## DATA PROVIDED

— start —

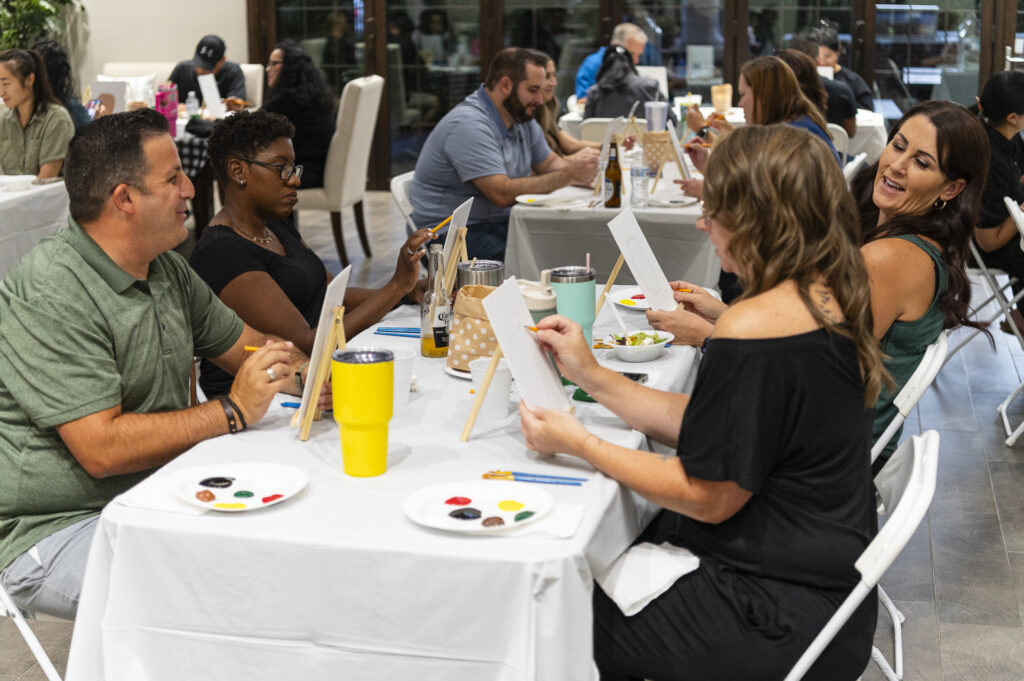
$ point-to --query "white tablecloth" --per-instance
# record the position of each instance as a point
(544, 238)
(870, 136)
(26, 217)
(337, 584)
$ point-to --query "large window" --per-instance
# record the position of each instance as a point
(432, 51)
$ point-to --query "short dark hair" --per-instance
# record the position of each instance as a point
(512, 61)
(245, 135)
(1003, 95)
(25, 62)
(107, 153)
(806, 42)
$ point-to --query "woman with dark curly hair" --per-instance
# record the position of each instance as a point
(35, 129)
(298, 91)
(619, 87)
(61, 82)
(253, 257)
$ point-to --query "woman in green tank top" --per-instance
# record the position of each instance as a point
(918, 207)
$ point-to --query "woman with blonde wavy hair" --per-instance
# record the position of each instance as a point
(770, 486)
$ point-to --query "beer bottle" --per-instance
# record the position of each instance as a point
(613, 178)
(435, 313)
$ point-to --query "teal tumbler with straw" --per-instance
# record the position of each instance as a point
(576, 296)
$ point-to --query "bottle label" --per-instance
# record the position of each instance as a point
(440, 328)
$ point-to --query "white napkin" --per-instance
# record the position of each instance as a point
(561, 522)
(155, 494)
(643, 572)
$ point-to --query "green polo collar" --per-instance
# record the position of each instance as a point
(78, 239)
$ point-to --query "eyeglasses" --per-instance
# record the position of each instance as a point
(285, 170)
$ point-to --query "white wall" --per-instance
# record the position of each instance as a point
(151, 31)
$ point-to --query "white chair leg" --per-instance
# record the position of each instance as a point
(37, 650)
(898, 620)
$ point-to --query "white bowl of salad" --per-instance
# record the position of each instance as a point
(639, 345)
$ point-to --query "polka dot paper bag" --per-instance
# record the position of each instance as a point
(471, 336)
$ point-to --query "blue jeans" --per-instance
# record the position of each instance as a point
(48, 577)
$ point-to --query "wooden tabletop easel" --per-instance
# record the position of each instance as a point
(335, 341)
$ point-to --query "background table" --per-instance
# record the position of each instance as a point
(337, 583)
(870, 137)
(26, 217)
(545, 238)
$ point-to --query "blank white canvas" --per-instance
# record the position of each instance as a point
(335, 296)
(211, 96)
(536, 379)
(641, 260)
(459, 219)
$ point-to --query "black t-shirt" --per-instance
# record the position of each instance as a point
(221, 255)
(783, 418)
(861, 93)
(230, 81)
(1004, 179)
(841, 104)
(312, 135)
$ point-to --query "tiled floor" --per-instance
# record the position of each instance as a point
(961, 580)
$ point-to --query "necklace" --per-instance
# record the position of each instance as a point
(265, 239)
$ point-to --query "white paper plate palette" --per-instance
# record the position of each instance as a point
(478, 506)
(236, 487)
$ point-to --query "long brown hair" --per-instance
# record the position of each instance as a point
(24, 62)
(964, 151)
(547, 118)
(776, 92)
(780, 193)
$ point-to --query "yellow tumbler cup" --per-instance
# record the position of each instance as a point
(363, 382)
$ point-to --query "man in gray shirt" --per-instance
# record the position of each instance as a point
(489, 149)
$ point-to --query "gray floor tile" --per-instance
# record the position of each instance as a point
(1008, 483)
(972, 575)
(59, 660)
(909, 578)
(964, 483)
(1017, 569)
(976, 652)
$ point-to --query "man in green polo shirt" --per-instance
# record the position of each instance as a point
(98, 326)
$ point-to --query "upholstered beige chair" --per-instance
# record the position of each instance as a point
(348, 160)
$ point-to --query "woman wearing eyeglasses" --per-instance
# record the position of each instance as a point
(253, 257)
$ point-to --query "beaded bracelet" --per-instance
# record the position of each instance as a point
(232, 423)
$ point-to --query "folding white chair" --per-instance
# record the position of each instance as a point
(841, 140)
(997, 295)
(913, 389)
(399, 194)
(905, 400)
(907, 490)
(1013, 432)
(852, 166)
(7, 607)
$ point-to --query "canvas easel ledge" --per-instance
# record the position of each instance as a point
(536, 379)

— end —

## EXERCISE
Everything from the line containing "in green polo" to the end of the records must be written out exactly; include both of those lines and no others.

## RESPONSE
$ point-to --query "man in green polo shirt" --per-instance
# record the position of each instance as a point
(98, 326)
$ point-to --query "upholstered beige chair" --per-instance
# record the position of each instance as a point
(348, 160)
$ point-to --query "woman wearing eyeglasses" --per-instance
# record the position of each instance as a point
(253, 257)
$ point-to --query "beaded bracelet" --per-instance
# record the position of each instance as a point
(232, 423)
$ point-to --query "folding white chair" --per-instance
# record the position of each instance as a point
(841, 140)
(997, 295)
(913, 389)
(399, 194)
(905, 400)
(907, 490)
(1013, 432)
(852, 166)
(7, 607)
$ point-to --query "canvas easel ledge" --per-instance
# record the position of each instance as a point
(536, 379)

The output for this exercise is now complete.